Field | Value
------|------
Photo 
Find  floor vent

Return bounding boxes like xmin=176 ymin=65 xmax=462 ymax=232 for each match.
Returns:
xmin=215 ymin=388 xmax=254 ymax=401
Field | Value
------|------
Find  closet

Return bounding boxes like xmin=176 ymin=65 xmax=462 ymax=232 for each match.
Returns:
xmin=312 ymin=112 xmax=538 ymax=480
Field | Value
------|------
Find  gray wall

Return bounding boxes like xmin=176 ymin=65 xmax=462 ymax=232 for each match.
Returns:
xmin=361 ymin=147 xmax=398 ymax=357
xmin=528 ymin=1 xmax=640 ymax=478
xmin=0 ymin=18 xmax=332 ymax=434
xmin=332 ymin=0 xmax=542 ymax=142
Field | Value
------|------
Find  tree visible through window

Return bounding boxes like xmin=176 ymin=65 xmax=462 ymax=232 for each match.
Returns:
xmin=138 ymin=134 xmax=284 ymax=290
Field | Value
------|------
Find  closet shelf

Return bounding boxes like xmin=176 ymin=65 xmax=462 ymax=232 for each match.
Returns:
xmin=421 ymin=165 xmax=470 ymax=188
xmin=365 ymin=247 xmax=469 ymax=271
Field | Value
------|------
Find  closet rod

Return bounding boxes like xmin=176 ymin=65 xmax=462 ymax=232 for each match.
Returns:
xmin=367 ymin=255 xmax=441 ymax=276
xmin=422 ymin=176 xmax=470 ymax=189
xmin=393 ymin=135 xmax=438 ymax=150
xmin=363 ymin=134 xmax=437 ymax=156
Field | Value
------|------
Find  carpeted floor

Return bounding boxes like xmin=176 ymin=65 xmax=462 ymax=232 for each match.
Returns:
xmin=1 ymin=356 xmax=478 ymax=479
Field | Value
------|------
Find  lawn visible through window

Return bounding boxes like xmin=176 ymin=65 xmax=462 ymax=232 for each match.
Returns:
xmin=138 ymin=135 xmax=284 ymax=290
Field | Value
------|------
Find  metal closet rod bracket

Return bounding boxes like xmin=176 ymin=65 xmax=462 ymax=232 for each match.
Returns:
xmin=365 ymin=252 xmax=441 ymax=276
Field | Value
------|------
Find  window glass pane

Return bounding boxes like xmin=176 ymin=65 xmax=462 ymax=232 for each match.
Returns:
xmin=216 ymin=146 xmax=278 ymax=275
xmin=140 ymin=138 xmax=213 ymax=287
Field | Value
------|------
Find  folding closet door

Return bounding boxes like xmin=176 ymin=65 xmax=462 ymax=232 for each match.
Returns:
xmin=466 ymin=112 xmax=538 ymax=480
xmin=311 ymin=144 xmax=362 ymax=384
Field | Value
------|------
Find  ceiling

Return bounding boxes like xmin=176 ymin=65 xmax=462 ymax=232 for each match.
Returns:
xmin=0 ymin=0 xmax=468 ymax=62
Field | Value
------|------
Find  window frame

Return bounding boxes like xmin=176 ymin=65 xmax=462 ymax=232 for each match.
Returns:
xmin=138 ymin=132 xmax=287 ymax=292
====================
**Goal of the exercise**
What lines hold the string "visible"? Pick them out of the data.

**Response to this exercise**
Find  tree visible through window
Find  lawn visible through window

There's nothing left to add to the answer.